**Given request**
Copy out the material word for word, beginning at its first line and going on through the line that contains "302,22 -> 674,374", with that line included.

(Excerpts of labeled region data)
++++

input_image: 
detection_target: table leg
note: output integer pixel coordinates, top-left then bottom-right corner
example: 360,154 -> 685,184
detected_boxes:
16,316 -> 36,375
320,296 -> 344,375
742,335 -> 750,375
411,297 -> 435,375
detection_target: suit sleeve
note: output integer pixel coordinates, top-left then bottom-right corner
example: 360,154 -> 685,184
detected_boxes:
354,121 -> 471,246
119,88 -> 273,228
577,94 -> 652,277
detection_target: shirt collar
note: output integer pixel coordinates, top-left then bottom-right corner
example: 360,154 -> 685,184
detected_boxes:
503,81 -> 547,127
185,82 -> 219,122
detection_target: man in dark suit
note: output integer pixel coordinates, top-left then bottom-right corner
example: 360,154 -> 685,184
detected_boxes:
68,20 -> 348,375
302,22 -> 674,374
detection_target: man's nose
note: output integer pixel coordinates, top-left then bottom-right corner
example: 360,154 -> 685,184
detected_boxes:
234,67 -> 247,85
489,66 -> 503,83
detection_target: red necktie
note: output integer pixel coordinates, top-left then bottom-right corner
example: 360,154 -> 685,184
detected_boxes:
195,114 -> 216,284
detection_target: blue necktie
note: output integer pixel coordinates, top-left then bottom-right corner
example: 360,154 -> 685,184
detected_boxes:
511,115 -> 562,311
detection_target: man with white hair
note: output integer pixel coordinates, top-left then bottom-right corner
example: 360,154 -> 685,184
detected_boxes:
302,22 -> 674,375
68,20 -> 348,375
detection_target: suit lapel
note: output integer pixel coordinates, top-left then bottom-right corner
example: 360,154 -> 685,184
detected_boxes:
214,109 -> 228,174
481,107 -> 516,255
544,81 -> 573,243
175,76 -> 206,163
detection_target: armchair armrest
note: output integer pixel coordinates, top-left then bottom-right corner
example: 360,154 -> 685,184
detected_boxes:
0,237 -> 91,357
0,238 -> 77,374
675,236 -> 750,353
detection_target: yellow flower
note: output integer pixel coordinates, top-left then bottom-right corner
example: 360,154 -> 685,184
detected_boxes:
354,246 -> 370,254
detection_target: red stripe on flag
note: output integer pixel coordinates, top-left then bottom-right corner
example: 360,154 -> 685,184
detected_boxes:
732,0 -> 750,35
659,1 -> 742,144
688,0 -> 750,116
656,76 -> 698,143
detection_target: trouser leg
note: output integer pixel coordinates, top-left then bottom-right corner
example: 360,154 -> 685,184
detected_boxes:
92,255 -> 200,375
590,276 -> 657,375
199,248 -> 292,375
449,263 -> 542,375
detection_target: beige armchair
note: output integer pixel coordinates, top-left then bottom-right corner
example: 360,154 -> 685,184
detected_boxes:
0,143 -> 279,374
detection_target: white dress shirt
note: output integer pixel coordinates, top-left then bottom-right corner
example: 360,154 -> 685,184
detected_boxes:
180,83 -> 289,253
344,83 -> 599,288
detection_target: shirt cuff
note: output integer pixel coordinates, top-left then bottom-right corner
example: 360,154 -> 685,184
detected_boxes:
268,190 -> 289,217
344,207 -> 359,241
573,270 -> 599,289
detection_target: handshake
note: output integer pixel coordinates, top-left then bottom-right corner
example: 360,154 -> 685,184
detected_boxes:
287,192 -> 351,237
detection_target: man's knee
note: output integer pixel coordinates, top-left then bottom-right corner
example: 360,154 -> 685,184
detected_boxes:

++++

**Solution**
input_image: 
detection_target: table leg
note: output integer pixel coordinates, top-left then bottom-right corner
example: 360,154 -> 685,184
detected_boxes:
16,316 -> 36,375
320,296 -> 344,375
742,335 -> 750,375
411,297 -> 435,375
detection_target: suit sleeve
note: output integer pixel coordinates, top-left then bottom-right corner
example: 360,154 -> 685,184
detected_boxes:
354,121 -> 471,246
119,88 -> 273,228
577,94 -> 652,277
detection_target: shirt collar
note: output integer pixel coordinates, top-left then bottom-right corner
example: 360,154 -> 685,184
detected_boxes:
503,81 -> 547,127
185,82 -> 219,122
detection_target: man in dark suit
note: output integer pixel coordinates, top-left then bottom-right corner
example: 360,154 -> 685,184
detected_boxes:
68,20 -> 348,375
302,22 -> 674,374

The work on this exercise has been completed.